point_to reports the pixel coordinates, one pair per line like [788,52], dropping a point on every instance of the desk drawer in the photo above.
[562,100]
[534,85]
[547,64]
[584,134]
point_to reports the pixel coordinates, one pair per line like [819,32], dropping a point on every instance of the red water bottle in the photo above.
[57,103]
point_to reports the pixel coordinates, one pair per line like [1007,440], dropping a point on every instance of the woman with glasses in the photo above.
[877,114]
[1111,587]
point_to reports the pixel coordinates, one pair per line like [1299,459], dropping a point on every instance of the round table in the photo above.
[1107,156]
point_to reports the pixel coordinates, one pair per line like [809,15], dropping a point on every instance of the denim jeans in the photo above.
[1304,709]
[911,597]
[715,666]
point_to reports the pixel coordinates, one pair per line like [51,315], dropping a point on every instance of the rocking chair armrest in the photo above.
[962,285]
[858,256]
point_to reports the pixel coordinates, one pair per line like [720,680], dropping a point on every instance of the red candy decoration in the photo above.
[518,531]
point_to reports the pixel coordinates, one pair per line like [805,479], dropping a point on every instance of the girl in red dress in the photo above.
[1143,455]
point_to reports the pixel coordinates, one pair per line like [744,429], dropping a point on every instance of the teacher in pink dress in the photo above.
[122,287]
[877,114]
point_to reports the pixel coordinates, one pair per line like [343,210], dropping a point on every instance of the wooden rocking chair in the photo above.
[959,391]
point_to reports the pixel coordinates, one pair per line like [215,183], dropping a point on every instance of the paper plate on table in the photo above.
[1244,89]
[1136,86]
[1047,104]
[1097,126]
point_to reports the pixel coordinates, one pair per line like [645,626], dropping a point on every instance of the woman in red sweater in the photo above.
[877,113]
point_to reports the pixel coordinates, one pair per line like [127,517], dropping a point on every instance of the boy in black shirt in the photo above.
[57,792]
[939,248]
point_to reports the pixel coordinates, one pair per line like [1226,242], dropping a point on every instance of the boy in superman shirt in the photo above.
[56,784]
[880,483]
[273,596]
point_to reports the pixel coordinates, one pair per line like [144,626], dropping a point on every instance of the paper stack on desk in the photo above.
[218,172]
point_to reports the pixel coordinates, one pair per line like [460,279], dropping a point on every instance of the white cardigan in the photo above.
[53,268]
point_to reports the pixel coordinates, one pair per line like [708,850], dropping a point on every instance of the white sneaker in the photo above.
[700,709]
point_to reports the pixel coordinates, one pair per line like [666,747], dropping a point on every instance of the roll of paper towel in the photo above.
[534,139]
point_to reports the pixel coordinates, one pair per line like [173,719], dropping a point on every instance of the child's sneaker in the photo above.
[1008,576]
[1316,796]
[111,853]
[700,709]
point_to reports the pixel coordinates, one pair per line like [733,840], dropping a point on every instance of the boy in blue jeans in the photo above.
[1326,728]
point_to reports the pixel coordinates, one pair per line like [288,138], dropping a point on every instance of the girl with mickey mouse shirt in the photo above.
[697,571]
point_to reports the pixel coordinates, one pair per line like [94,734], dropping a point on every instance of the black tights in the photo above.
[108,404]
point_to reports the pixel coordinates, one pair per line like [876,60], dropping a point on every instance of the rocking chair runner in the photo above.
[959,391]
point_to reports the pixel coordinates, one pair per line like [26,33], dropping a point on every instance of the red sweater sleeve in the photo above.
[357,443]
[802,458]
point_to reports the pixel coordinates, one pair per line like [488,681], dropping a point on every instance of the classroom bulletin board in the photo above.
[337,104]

━━━━━━━━━━━━━━━━━━━━

Recast all of the material above as a two-column CSV with the headers instruction and points. Give one row for each point_to line, holding that line and the coordinate pairs under it, with each field in double quotes and its line breaks turned into spaces.

ANSWER IN FULL —
instruction,points
"point_to reports the pixel coordinates, one pair per line like [788,52], dropping a point on every instance of the desk drawer in the photo above.","[562,100] [534,85] [547,64] [584,134]"
"point_to reports the pixel coordinates, one pair per line like [819,32], dropping a point on every instance of the red water bottle in the photo above.","[57,103]"
"point_to reports the pixel coordinates, one pair per line like [1007,440], dropping a point on every instance of the woman with glasses in the photo above.","[877,114] [1111,587]"
"point_to reports the pixel coordinates, one pair per line like [1299,459], dropping a point on every instance of the round table in the photo above.","[1107,156]"
"point_to reports the pixel coordinates, one pair per line like [809,15], dropping a point on every instance of the denim jeans in the photo above.","[1304,709] [911,597] [715,666]"
"point_to reports the pixel coordinates, one pair per line like [51,315], dropping a point on every instance of the rocking chair armrest in the photo above.","[962,285] [858,256]"
"point_to reports the pixel coordinates, one pair per line like [720,680], dropping a point on every instance of the red candy decoration in the photo above.","[518,531]"
"point_to reports the pixel coordinates, one pair per line like [805,479], dropping a point on every instance of the girl in red dress in the photo above.","[1143,455]"
"point_to reports the pixel coordinates, one pair per line like [744,429], dropping a point on every instance of the teacher in pink dress in the photo above.","[122,287] [877,114]"
"point_to reports the pixel coordinates, one pair per line like [343,210], dropping a point on every instance of the wooden rocking chair in the photo above.","[959,391]"
"point_to reports the pixel coordinates, one pair per line like [215,183], dropping a point on every instance of the paper plate on table in the photo above.","[1244,89] [1136,86] [1047,104] [1097,126]"
"point_to reports the pixel coordinates, one pair per line like [645,626], dropping a point on every instance of the woman in red sweater in the photo above.","[877,113]"
"point_to reports the pixel coordinates, one pair per line like [127,517], dropping a point on every instance of the boy in black shirt in the photo above.","[57,792] [939,248]"
"point_to reports the pixel coordinates, one pair per line like [1226,242], dropping a point on every instance of the boy in superman shirt in the photo above.","[56,784] [880,483] [273,596]"
"point_to reports the pixel coordinates, one pair per line like [144,626], dropping a point on every instance of the paper stack on desk in the photo above.","[218,172]"
"point_to reports the pixel coordinates, one pair per line like [460,279], dropping a point on every instance of the white cardigan in the photo above.","[53,268]"
"point_to reports the pixel coordinates, one pair per line like [708,850], dropping a point on every instance of the white sneaker in the photo above.","[700,709]"
"point_to reports the pixel coordinates, one pair per line like [666,747], dropping a point on every instance of the roll of paper towel in the photo above.","[534,139]"
"point_to reports the pixel coordinates, one pair per line like [173,719], dropping a point on every instance of the child's sneaker in the photo above.","[1008,576] [1316,796] [111,853] [700,709]"
"point_to reports the pixel coordinates, one pair per line like [733,840], dropping a point on every instance of the boy in blue jeans in the photo above.","[1326,728]"
"point_to reports the pixel coordinates, one pair per line like [288,138], dropping a point on every instance of the girl with mickey mouse shirt in the photo above.","[697,571]"
"point_to reports the pixel coordinates, one pair per line like [94,734], dropping a point on every instance of the black tights in the photo above.","[108,404]"
"point_to reports the pixel coordinates, one pair per line like [876,60], dropping a point on every instance of the rocking chair runner in the photo above.","[959,391]"
"point_to reports the pixel coordinates, one pair per line like [26,33], dropping a point on every instance of the red sweater sleeve in the photo above.","[357,443] [802,458]"
"point_to reports the pixel coordinates, one pair per line like [488,681], dropping a point on every instance of the classroom bulletin board in the photo above.","[337,104]"